- Aim of the exercise -
Each entry should be duplicated verbatim; its pictures should not be.

+++ The data

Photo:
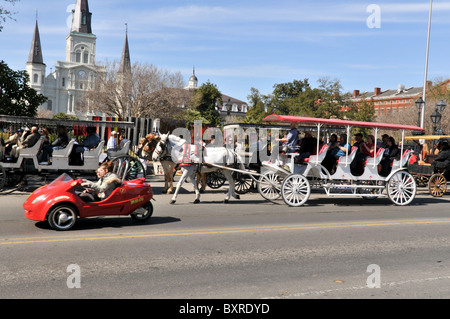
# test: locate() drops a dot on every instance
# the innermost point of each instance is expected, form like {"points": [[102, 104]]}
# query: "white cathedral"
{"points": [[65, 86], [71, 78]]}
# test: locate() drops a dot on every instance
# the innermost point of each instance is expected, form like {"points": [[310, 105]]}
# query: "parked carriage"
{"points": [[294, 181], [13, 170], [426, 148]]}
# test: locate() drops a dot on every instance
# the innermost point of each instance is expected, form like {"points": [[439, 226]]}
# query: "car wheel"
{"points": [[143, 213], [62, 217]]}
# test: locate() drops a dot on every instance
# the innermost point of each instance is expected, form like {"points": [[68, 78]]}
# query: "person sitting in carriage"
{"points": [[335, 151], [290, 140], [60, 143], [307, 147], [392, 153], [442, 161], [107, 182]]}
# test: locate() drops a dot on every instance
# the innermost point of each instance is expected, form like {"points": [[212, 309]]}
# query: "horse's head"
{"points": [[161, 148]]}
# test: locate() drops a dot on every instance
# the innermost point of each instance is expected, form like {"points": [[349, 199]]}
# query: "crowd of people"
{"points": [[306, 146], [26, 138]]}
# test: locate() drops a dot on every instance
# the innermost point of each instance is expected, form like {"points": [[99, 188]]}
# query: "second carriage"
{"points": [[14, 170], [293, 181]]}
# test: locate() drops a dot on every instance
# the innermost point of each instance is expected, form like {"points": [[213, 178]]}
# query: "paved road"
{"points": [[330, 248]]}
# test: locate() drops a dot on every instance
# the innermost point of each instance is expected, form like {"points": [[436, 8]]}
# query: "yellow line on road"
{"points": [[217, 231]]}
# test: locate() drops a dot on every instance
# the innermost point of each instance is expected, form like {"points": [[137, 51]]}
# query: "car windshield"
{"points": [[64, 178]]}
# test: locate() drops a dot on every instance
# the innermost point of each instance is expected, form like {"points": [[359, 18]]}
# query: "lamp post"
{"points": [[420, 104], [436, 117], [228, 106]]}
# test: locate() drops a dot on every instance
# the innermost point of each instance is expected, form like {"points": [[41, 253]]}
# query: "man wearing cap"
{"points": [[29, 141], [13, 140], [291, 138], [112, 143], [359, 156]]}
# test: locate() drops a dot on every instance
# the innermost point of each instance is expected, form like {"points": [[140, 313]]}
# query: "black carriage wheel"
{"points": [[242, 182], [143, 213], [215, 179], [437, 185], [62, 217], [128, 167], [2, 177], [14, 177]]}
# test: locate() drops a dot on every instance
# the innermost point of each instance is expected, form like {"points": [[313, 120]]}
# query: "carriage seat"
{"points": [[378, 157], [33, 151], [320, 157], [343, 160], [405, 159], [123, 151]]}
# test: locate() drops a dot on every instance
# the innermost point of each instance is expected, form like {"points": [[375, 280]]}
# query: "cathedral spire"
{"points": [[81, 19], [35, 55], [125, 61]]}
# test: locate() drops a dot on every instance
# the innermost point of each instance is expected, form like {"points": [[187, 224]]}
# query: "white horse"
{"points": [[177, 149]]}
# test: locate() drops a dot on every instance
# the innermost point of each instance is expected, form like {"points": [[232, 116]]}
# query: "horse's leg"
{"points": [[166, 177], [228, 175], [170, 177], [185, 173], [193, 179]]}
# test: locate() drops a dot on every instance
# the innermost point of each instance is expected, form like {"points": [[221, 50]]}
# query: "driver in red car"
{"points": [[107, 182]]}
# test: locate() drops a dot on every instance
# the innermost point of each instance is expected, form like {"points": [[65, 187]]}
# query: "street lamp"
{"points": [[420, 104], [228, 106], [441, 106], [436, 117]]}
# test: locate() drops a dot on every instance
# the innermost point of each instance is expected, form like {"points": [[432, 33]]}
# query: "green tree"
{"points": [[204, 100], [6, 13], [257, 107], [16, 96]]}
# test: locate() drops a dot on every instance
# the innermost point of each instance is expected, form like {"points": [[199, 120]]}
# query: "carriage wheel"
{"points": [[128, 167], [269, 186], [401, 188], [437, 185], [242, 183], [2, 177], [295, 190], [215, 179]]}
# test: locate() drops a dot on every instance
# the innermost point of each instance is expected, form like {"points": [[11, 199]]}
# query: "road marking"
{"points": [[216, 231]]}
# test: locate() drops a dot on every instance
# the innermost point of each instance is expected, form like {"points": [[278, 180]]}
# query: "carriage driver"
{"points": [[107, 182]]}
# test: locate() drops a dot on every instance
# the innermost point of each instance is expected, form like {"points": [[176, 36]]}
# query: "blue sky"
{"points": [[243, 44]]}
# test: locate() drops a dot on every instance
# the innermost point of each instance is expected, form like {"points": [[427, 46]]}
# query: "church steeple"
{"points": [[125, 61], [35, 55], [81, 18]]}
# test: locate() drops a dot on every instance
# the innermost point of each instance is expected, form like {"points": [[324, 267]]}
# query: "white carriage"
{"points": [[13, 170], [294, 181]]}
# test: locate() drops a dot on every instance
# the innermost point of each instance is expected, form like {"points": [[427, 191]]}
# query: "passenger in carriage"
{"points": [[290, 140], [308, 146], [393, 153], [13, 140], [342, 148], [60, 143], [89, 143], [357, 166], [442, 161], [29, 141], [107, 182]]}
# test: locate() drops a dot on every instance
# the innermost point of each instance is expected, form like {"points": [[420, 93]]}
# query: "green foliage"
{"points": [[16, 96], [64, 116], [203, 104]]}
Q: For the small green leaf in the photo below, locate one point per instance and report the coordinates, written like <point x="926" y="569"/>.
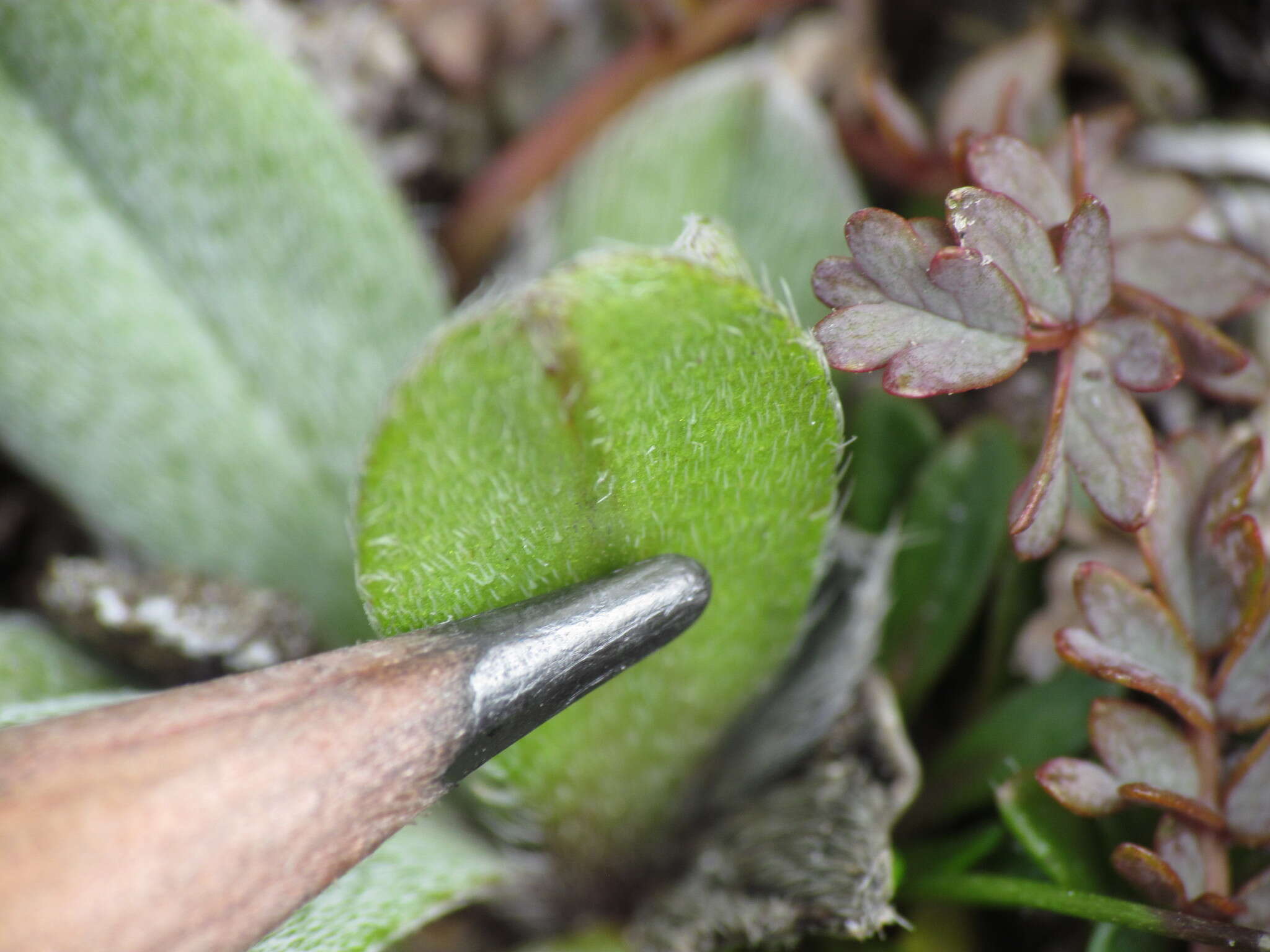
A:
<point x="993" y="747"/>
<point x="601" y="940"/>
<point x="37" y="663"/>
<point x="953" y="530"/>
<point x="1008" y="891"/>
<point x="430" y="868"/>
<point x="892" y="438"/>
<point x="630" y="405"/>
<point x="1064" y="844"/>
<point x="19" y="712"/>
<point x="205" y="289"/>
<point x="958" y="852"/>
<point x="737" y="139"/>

++++++

- Response to this exercise -
Photo:
# test: locate() drops a dot on every instance
# the innermost point of each instance is expected, form like {"points": [[102, 104]]}
# query: "white cathedral"
{"points": [[65, 86], [71, 78]]}
# test: locate() drops a dot on every instance
# the innermost point of each instance is expected, form like {"points": [[310, 105]]}
# query: "parked carriage"
{"points": [[294, 181], [13, 170], [426, 148]]}
# test: locate() drops a dot on every instance
# the innermost point of each instance is expected, form like {"points": [[439, 226]]}
# query: "car wheel"
{"points": [[143, 213], [62, 217]]}
# test: locate() drops a dot on every instance
# the innermost point of each instance is expected, form like {"points": [[68, 78]]}
# query: "person sitting in carriage"
{"points": [[335, 151], [290, 140], [60, 143], [307, 147], [392, 153], [442, 161], [107, 182]]}
# test: locate() drops a dot on every instance
# the innermost point of each instance is expected, form like {"points": [[212, 309]]}
# query: "horse's head"
{"points": [[161, 148]]}
# test: locate() drops a dot on every instance
# the innermost point of each instance is expected, form like {"points": [[349, 199]]}
# query: "crowd of people"
{"points": [[306, 146], [26, 138]]}
# test: locate() drops a dot on every instance
# the innermost point of each instance is expected, form like {"points": [[99, 188]]}
# query: "second carriage"
{"points": [[14, 170], [293, 181]]}
# test: locate() drops a dot on every instance
# the innermost point of each instance is expected, form like {"points": [[213, 178]]}
# query: "paved road"
{"points": [[330, 248]]}
# test: locate() drops a dot on every instance
# the innermost point of each instance is expected, form like {"points": [[436, 8]]}
# query: "yellow line on road"
{"points": [[217, 231]]}
# test: locate() drops a dot on every instance
# the innermost point of each instance is expected, form like {"points": [[137, 51]]}
# query: "car windshield"
{"points": [[64, 178]]}
# test: locate() drops a dot on every instance
# the innermost point of each instance is expected, form like {"points": [[359, 18]]}
# query: "lamp post"
{"points": [[420, 104], [436, 117], [228, 106]]}
# test: locate() drops a dot on every instance
# the innermost point of each instance is expected, form like {"points": [[41, 253]]}
# query: "man wearing cap"
{"points": [[29, 141], [13, 140], [291, 138], [112, 143], [359, 156]]}
# test: locate() drops a dot on every instance
# the innermost point of each instance is expected, form like {"points": [[140, 313]]}
# query: "black carriage wheel"
{"points": [[242, 182], [143, 213], [215, 179], [437, 185], [62, 217], [128, 167], [2, 177], [14, 177]]}
# test: locate() drops a dot on every instance
# the innermost point of each instance is expected, form like {"points": [[313, 120]]}
# query: "carriage seat"
{"points": [[378, 157], [33, 151], [320, 157], [343, 160], [405, 159], [123, 151]]}
# test: locate() drops a dot on every instance
# the innermost point of each instance is expected, form like {"points": [[375, 280]]}
# query: "cathedral spire"
{"points": [[81, 19], [35, 55], [125, 61]]}
# test: locate() drops a dot on every instance
# the innermost point of each instance is expected, form like {"points": [[187, 224]]}
# query: "white horse"
{"points": [[177, 149]]}
# test: locate() drops a dot on every instance
# the innermost point of each instance is expected, form like {"points": [[232, 116]]}
# query: "horse's leg"
{"points": [[166, 177], [228, 175], [170, 177], [185, 173], [193, 179]]}
# test: locate() drops a dot on every instance
# the innermost point of each instance is expected, form like {"points": [[221, 50]]}
# query: "driver in red car"
{"points": [[107, 182]]}
# test: locate() drops a dot on every instance
# the innermost point of each instance is expected, form like {"points": [[65, 187]]}
# query: "street lamp"
{"points": [[420, 104], [228, 106], [441, 106], [436, 117]]}
# test: locate() drops a dot on every instance
# the innermost point of each instance is expected, form like {"points": [[432, 33]]}
# query: "green tree"
{"points": [[204, 100], [6, 13], [257, 107], [16, 96]]}
# test: locate() drops a dot on every instance
# the innermost point of each instance is expected, form like {"points": [[199, 120]]}
# query: "carriage wheel"
{"points": [[128, 167], [269, 186], [401, 188], [437, 185], [242, 183], [2, 177], [295, 190], [215, 179]]}
# test: locate() drops a dot on every instance
# the innermost point of each instance is expected, form like {"points": [[11, 199]]}
# query: "road marking"
{"points": [[216, 231]]}
# test: locate() drops a dot on every instance
# the innermost point of each instance is expected, form like {"points": [[278, 180]]}
# query: "carriage driver"
{"points": [[107, 182]]}
# test: locate() drops a dot on every instance
# the innermost point of each instance is expected, form like {"points": [[176, 36]]}
# query: "blue sky"
{"points": [[243, 44]]}
# test: locate() drops a dot on every instance
# the innermost point of each instance is expected, form like {"points": [[427, 46]]}
# query: "church steeple"
{"points": [[125, 61], [35, 55], [81, 18]]}
# test: locate() drops a dot on every instance
# the innermost point of each instance is expected, form like {"points": [[324, 267]]}
# query: "white carriage"
{"points": [[13, 170], [294, 181]]}
# test: locate() drops a dot on every instance
# the innermost point of each instance is expected, form like {"points": [[427, 191]]}
# query: "passenger in carriage"
{"points": [[290, 140], [308, 146], [393, 153], [13, 140], [342, 148], [60, 143], [89, 143], [357, 166], [442, 161], [29, 141], [107, 182]]}
# test: locate() drops a dot on every instance
# the innermost point of each instance is expected, form like {"points": [[420, 93]]}
# query: "green foliage"
{"points": [[16, 96], [64, 116], [203, 104]]}
Q: For the small green leaf in the photo below, locate one point per instance and report the coordinates, written like <point x="926" y="569"/>.
A:
<point x="993" y="747"/>
<point x="601" y="940"/>
<point x="37" y="663"/>
<point x="953" y="530"/>
<point x="1008" y="891"/>
<point x="430" y="868"/>
<point x="892" y="438"/>
<point x="630" y="405"/>
<point x="1064" y="844"/>
<point x="19" y="712"/>
<point x="205" y="289"/>
<point x="958" y="852"/>
<point x="737" y="139"/>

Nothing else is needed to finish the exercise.